__Text provided__:
########################################

The insurer bears the burden of proving that it complied with Act 68. The insurer must establish that two accidents occurred within a thirty-six month period. McDonnell v. Commonwealth of Pennsylvania, Insurance Department, 94 Pa. Cmwlth. 381, 503 A.2d 1042 (1986). In addition, the insurer must make payments in excess of $1,150.00 as a result of the accidents. See 75 Pa.C.S. § 1799.3. Once the insurer shoulders this burden, the burden shifts to the insured to establish that there are circumstances which warrant exclusion from the nonrenewal. Kramer v. Department of Insurance, 654 A.2d 203 (Pa.Cmwlth. 1995).

Here, Erie established that there were two accidents in a thirty-six month period which required it to pay out more than the threshold amount. The Phillips argue that they meet the exception contained in Section 2003(a)(13)(ii) of Act 68, 40 P.S. § 991.2003(a)(13)(ii), because Abington paid its $500.00 deductible. However, the Commissioner determined that Erie paid $2,079.74 for the claim related to this accident. The Phillips paid their $500.00 deductible. The parties do not dispute that in order to qualify as an exclusion reimbursement must, at least, be for fifty percent of the loss. Plainly, $500.00 is far less than fifty percent of $2,579.74. The Phillips did not come under the exclusion.

The Phillips also paid some portion of the vehicle rental costs but that amount is not in the record.

The Commissioner in his brief cites numerous Insurance Commission cases where this fifty percent standard is used.

########################################

__Data rows__:

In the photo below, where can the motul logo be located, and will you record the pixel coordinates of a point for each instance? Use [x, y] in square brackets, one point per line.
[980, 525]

########################################

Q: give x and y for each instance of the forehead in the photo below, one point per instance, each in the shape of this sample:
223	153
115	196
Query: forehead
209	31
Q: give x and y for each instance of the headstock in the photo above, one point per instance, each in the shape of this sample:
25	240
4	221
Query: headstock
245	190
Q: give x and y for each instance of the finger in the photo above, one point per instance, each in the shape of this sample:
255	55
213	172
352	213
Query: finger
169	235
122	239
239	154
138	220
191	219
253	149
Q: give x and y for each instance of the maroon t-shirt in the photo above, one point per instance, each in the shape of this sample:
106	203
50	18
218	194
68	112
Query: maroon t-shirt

########################################

__Problems__:
1/ In the insurance ruling, how much did Erie pay on the claim for this accident?
2/ Name every distinct dollar amount that appears in the insurance ruling.
3/ Swap "rental" for "repair" in the insurance ruling, writing out the part that opens with the words containing "The Phillips also" and closes with "standard is used.".
You won't need the listing for any of this.

__List of solutions__:
1/ $2,079.74

2/ $1,150.00; $500.00; $2,079.74; $2,579.74

3/
The Phillips also paid some portion of the vehicle repair costs but that amount is not in the record.

The Commissioner in his brief cites numerous Insurance Commission cases where this fifty percent standard is used.